◆ Work task
The whole listing is to be returned exactly.

◆ Exercise materials
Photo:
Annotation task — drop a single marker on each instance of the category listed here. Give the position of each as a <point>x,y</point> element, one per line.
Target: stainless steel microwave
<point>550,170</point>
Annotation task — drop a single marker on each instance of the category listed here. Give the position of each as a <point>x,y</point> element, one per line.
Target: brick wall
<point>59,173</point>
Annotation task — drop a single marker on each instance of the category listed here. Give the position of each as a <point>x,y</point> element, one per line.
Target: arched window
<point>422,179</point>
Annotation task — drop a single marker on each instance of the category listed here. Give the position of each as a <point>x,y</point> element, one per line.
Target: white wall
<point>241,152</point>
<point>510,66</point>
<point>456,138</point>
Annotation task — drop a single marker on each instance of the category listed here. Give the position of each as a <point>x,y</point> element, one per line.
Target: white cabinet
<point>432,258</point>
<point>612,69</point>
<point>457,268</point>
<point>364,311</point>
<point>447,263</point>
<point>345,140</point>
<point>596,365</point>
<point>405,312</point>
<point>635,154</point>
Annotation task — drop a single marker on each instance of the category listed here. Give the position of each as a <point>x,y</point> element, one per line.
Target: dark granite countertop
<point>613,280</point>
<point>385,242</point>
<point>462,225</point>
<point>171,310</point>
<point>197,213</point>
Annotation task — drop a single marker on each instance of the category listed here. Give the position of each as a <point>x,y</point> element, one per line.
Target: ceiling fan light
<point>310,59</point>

◆ Answer for the task
Photo:
Annotation task — drop a single marker on each instance of the category listed here. Give the position of each as a <point>x,y</point> element, one per line.
Target: stainless steel microwave
<point>550,170</point>
Annotation task — drop a single marker on each instance of the category listed here. Give the position of each as a <point>x,y</point> element, one per line.
Target: brick wall
<point>59,173</point>
Annotation task — drop a single marker on each instance of the category listed here. Give the position of each as a <point>x,y</point> element, one per line.
Target: arched window
<point>422,179</point>
Annotation task — drop a single marker on each instance of the category listed here. Give the position of each as a <point>x,y</point> element, one per line.
Target: white wall
<point>241,152</point>
<point>510,66</point>
<point>456,138</point>
Annotation task — drop a single marker on each instance of the category listed here. Give the position of each as a <point>x,y</point> element, one per line.
Target: white cabinet
<point>432,258</point>
<point>612,69</point>
<point>457,268</point>
<point>364,311</point>
<point>447,263</point>
<point>345,140</point>
<point>596,365</point>
<point>405,312</point>
<point>635,154</point>
Annotation task — drop a single marker on each instance of the category listed here. Give the position of each as a <point>x,y</point> element, one per line.
Target: dark granite countertop
<point>613,280</point>
<point>385,242</point>
<point>462,225</point>
<point>171,310</point>
<point>197,213</point>
Annotation task — drop a single marker on each instance of the category listed here. Give the position of each as a <point>x,y</point> element, one per line.
Target: ceiling fan light
<point>310,59</point>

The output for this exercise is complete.